#### Task objective:
Retype the range from the line holding "wheel, then give the position of each instance." to the last line of the listing, inclusive, exactly as it appears and with nothing else.

*** Opening of The input ***

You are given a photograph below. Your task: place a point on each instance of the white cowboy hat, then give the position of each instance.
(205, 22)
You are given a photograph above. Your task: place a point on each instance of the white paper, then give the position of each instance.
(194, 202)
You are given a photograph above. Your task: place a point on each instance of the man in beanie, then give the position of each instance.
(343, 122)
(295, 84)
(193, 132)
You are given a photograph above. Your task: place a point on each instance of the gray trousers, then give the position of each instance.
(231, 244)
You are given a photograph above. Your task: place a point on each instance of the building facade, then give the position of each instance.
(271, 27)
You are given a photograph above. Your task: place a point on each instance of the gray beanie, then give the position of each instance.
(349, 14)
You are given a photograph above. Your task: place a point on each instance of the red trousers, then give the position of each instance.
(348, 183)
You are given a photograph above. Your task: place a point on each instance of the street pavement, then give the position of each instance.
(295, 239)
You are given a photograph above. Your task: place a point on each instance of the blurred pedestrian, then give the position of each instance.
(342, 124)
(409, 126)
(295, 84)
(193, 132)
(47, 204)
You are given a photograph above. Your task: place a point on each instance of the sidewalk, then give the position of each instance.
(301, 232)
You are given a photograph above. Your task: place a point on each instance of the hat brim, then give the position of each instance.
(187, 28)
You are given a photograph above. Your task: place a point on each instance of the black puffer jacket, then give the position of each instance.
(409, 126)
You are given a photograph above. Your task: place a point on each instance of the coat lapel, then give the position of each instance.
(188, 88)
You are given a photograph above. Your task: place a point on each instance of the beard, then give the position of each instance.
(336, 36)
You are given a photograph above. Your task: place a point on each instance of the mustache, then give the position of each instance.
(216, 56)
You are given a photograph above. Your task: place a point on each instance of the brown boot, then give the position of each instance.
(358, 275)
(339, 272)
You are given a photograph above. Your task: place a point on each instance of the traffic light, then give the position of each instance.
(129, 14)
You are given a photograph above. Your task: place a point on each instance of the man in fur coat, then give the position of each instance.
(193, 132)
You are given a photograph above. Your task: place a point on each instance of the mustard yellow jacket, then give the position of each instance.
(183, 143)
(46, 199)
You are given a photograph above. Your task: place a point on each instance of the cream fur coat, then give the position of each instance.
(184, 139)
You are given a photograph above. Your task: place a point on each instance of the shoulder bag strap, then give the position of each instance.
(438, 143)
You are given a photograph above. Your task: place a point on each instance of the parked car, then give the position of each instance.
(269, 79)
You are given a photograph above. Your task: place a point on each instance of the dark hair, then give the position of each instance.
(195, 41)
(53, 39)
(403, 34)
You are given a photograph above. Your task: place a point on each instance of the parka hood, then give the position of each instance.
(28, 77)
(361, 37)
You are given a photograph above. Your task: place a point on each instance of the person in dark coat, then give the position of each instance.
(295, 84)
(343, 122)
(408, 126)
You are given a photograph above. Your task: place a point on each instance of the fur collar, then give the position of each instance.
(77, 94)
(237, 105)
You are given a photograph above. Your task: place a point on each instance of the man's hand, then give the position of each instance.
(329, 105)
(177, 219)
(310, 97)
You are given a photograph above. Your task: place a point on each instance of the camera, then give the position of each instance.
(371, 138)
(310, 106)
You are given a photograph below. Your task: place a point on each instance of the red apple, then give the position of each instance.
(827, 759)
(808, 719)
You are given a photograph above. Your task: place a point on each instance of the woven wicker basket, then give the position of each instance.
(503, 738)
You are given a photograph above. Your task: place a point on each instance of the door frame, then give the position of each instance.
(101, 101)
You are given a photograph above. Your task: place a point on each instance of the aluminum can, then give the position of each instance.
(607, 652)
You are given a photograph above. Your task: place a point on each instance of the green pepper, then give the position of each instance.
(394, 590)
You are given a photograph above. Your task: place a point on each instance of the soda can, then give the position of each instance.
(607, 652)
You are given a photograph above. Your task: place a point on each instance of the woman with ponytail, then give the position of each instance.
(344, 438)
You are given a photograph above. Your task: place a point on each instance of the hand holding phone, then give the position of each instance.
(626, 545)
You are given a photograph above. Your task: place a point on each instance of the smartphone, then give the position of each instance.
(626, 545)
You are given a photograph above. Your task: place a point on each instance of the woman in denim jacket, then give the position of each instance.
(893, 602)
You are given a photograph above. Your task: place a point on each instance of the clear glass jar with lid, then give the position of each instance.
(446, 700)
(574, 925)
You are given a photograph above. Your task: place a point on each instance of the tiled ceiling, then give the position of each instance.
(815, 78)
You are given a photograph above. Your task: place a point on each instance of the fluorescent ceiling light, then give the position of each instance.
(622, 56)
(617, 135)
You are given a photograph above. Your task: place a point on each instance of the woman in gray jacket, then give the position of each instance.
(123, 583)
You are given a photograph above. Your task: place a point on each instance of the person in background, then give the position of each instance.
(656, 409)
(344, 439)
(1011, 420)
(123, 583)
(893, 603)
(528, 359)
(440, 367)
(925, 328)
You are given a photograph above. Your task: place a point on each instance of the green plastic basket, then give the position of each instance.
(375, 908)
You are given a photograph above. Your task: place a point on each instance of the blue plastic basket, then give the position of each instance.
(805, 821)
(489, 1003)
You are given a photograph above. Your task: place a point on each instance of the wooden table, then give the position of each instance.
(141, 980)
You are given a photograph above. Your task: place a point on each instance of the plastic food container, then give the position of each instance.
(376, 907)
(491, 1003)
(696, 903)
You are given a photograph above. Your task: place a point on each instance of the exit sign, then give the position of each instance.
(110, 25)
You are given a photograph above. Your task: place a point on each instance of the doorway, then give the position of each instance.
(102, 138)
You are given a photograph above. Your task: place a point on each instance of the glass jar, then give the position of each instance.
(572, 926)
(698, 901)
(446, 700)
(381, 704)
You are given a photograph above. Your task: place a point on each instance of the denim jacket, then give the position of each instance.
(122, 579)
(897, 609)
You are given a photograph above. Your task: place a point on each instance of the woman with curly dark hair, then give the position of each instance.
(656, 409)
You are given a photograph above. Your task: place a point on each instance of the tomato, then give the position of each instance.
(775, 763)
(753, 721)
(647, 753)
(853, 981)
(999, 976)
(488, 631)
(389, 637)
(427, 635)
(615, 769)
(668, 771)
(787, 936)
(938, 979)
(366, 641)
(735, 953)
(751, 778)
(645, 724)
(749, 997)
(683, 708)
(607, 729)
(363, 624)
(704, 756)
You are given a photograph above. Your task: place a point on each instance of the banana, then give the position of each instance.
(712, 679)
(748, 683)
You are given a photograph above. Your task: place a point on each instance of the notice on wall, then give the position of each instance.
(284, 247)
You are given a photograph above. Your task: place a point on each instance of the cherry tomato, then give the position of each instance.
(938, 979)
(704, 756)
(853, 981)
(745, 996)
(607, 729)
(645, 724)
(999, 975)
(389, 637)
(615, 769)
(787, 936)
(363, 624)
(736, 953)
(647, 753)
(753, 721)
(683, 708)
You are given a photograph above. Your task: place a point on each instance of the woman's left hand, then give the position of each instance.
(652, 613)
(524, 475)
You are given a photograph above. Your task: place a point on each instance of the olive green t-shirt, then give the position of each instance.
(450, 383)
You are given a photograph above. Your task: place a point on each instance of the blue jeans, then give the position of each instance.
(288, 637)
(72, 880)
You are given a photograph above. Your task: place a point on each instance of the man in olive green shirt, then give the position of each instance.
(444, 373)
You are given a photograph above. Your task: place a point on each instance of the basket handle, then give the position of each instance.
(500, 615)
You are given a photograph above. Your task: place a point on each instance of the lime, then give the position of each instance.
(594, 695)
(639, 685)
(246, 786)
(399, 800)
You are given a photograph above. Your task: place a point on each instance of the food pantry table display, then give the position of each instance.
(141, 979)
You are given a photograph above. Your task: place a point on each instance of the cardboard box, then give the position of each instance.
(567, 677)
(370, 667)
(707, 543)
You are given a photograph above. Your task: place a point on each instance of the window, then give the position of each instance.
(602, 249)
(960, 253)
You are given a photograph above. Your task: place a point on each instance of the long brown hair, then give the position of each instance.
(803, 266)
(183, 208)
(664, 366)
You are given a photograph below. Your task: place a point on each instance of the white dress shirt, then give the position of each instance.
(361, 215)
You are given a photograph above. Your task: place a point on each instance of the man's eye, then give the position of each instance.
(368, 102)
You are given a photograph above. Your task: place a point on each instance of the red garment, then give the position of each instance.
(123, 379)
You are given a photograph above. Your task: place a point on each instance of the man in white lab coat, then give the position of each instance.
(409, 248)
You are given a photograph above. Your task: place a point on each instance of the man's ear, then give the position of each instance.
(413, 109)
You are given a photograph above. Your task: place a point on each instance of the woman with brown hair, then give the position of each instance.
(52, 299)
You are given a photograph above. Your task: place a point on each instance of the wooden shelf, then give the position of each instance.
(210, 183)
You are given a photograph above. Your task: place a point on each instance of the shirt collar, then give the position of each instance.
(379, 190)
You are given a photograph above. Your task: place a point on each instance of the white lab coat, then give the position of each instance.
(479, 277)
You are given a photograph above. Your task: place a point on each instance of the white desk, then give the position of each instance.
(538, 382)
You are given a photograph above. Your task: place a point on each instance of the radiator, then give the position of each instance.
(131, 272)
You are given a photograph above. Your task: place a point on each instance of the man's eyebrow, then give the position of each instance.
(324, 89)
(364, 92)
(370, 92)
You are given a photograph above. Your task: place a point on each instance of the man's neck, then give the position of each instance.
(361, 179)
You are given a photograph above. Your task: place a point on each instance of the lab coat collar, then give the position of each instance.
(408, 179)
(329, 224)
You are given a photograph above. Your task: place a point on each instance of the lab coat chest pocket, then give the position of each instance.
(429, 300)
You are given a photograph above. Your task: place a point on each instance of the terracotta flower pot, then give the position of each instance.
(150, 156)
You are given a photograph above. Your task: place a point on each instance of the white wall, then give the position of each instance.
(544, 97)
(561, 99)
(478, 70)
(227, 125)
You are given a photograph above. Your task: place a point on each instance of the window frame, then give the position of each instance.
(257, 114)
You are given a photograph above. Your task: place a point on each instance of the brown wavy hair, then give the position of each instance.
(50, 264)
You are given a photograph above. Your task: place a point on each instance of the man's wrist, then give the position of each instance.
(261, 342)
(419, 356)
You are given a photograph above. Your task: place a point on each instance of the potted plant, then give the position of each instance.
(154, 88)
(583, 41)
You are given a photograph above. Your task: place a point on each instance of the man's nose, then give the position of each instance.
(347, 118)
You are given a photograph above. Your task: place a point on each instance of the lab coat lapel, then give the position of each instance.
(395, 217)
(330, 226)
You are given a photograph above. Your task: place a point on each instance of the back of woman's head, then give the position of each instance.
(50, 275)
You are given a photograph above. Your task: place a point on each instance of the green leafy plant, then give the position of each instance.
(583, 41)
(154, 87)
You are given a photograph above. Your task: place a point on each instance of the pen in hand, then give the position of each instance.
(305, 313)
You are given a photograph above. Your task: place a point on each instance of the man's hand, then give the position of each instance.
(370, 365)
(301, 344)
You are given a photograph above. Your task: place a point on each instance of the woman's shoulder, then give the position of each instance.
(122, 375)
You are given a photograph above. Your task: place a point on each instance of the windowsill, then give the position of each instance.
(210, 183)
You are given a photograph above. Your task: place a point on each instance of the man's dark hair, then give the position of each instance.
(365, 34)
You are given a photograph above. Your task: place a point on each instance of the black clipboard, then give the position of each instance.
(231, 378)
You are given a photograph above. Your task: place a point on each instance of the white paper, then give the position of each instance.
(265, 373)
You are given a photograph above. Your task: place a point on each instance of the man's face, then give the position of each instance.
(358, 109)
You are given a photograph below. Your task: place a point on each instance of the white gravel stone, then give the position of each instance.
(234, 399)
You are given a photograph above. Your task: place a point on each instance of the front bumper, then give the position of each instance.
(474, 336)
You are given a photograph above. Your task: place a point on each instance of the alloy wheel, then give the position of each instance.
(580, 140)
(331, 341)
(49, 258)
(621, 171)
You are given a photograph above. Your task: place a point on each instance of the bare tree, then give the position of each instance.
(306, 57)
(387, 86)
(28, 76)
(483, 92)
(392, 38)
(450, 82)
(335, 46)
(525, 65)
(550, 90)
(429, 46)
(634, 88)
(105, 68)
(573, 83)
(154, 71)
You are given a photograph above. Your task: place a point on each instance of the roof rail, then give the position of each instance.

*** Close of The input ***

#### Answer:
You are given a photograph above. Your task: place a point on each instance of the alloy wheel, then give the position of each instance.
(580, 140)
(331, 341)
(49, 258)
(621, 171)
You are given a photograph above. Your task: place a point on each instance of the bare tree, then give the position of each instance.
(306, 57)
(387, 86)
(28, 76)
(483, 92)
(392, 38)
(450, 82)
(335, 46)
(525, 65)
(550, 90)
(429, 46)
(634, 88)
(105, 68)
(573, 83)
(154, 71)
You are given a photograph above. Your task: place a point on each instance of the roof rail, then give the position of each instance.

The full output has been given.